> _Task to carry out_:
Show every line in the material below in which the string "person" appears.

> _Excerpted data_:
----------

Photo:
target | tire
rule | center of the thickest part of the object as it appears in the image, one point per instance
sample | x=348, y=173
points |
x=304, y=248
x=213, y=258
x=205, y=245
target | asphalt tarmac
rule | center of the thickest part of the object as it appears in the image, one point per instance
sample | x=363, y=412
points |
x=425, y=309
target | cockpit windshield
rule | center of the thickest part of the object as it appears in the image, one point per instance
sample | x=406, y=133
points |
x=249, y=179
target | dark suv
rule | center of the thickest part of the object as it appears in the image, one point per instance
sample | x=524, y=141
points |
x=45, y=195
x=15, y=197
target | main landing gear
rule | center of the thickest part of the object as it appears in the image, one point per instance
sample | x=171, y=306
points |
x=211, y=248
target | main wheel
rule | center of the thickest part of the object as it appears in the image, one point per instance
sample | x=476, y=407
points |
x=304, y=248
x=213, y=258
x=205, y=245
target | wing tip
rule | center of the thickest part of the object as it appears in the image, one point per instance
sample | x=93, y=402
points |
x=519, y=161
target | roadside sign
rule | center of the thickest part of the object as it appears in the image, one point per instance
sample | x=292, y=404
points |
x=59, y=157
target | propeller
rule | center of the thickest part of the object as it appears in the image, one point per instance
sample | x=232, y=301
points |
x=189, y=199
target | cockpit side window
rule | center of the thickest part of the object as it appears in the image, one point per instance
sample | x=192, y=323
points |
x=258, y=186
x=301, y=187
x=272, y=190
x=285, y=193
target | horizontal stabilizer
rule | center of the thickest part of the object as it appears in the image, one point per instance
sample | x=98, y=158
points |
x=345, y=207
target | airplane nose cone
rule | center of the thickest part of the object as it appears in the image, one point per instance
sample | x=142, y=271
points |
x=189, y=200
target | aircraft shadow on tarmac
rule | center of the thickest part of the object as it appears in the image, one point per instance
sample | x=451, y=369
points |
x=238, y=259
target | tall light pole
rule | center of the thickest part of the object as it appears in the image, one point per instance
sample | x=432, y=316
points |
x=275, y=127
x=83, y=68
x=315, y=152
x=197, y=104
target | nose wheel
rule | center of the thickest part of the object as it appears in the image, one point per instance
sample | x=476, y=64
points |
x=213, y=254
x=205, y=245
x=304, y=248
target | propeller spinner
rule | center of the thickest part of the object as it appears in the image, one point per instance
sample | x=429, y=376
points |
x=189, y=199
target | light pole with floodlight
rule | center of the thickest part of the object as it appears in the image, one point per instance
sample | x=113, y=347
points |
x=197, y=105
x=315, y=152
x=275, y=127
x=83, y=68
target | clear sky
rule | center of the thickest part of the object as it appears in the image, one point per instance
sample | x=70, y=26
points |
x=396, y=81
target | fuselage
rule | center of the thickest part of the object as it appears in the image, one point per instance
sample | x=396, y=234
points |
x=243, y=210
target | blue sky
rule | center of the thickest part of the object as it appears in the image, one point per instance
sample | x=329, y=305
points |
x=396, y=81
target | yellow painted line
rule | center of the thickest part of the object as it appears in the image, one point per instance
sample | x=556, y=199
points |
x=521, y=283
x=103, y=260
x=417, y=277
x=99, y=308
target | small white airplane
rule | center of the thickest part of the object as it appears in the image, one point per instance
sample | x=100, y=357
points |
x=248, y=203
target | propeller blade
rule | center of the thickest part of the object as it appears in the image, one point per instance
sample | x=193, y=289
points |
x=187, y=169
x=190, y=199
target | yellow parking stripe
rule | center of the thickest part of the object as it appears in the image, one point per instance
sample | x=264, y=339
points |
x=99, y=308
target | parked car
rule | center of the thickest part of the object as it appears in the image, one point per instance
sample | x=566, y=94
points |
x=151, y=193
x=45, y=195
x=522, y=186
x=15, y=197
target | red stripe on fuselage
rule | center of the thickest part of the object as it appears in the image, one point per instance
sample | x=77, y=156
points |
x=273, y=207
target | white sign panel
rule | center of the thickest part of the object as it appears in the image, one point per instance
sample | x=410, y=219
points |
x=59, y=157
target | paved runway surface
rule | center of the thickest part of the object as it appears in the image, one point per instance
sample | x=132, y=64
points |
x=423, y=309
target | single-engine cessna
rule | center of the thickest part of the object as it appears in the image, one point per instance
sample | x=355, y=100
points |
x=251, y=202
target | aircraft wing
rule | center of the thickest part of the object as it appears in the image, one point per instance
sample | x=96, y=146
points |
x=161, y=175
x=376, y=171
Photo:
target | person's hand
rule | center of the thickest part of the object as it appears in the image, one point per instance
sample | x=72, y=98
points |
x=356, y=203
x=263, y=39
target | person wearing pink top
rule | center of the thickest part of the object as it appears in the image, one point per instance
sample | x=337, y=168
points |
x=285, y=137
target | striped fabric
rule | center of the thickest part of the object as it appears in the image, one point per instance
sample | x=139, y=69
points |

----------

> _Reply_:
target | person's hand
target | person wearing pink top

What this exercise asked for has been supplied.